- [TEXT PROVIDED]:
One of the most critical issues for the vast majority of Americans is the rising cost of health care coverage in our country. Forty-seven million Americans have no health care coverage at all.
For those fortunate enough to receive coverage, many have inadequate, bare-bones policies that fail to cover them when they need it most. Others are dropped from their plans when they become problematic.
The main problem is the health insurance industry, which is composed of large corporations whose only concern is to maximize profits. They learned very early on that the less health care they provide, the more money they make. So they screen people and deny coverage to those with pre-existing conditions and illnesses. One third of every dollar spent on private health insurance goes to the administrative costs and profits of the industry.
As a field canvasser fighting for state-wide health care in Washington, I’ve heard personal horror stories about the costs of health care. One lady was forced to sell her house to pay for her open-heart surgery after her insurance company dropped her coverage plan. Another could not get coverage at all because the insurance provider considered her pregnancy to be a pre-existing condition.
Many rely on their large employer to cover their health care costs. But what protection do they have when the employer moves abroad in search of higher profits? And what of the self-employed people and the small-business owners who get crushed by covering health care costs for their employees? Half of all bankruptcies in our country are caused by medical bills.
Each year in our great country, approximately 18,000 people die because they lack access to health care. That’s six times as many as were killed on 9/11. In the meantime, the health care and pharmaceutical industries spend billions each year lobbying the US government. How is it that we live in the wealthiest country in the world, yet nearly a third of our citizens have insubstantial health-care coverage?
The issue of health care was hardly mentioned at all in the 2004 Presidential debates. Fortunately, this year it is actually on the lips of our projected leaders. The Republicans speak of ‘tax deductions‘ and ‘free-market solutions‘ to solve the problems of American health care costs, while warning of the evils of ‘socialized medicine‘. And the Democratic front-runners all boast about ‘universal health care coverage‘.

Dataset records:

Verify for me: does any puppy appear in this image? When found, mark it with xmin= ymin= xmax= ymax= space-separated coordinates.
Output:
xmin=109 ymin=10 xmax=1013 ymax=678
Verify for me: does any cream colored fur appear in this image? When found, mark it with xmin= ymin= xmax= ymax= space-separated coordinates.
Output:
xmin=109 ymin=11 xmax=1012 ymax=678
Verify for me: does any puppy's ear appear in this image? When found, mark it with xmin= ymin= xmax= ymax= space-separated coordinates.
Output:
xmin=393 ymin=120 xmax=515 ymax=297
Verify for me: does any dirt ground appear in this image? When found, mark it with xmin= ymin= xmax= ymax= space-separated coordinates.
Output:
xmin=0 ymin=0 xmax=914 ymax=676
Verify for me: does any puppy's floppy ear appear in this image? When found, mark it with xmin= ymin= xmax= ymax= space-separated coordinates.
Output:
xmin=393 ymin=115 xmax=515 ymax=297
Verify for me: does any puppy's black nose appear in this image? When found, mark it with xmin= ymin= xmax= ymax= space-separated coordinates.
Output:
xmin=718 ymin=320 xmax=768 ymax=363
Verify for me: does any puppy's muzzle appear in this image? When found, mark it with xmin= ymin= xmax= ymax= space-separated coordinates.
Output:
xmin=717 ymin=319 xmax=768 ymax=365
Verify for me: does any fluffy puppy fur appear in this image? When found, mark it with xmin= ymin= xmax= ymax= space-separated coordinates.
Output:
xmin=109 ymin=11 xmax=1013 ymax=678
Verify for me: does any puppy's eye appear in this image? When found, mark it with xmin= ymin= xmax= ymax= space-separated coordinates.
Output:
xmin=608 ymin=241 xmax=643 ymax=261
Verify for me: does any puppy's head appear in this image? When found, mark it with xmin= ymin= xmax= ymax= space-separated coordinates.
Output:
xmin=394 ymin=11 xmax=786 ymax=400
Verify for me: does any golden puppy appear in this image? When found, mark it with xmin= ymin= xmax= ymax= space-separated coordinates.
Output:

- [REQUIRED ACTION]: Continue the piece on the cost of American health care coverage, starting right after its last sentence.

- [OUTPUT FOR THIS TASK]:
But the fact is that there is only one candidate running with the proper solution to save America from its enormous medical costs and failures. He usually doesn’t receive questions about the issue during presidential debates, so in the most recent Democratic forum, Dennis Kucinich took the opportunity to ask himself a question:
That’s right; Dennis Kucinich is the ONLY candidate running with a single-payer, not-for-profit health-care plan. There is overwhelming public support for this system, yet the plans of all the other Democratic candidates still rely on the for-profit health insurance industry.
Did you notice the smug Hillary Clinton laughing it up? She happens to be the largest acceptor of donations from the private health care industry. Check here for an analysis of the health-care plans of the Democratic front-runners.
Speaking of health care, I highly recommend seeing the film Sicko. Usually Michael Moore makes me angry because he doesn’t present his case as well as it could be, and he has a polarizing tendency which hurts the credibility of his argument. But in taking on the health care issue, love him or hate him, you cannot really argue with much of the content. The health care situation in the United States is a growing crisis that needs to be fixed with real solutions.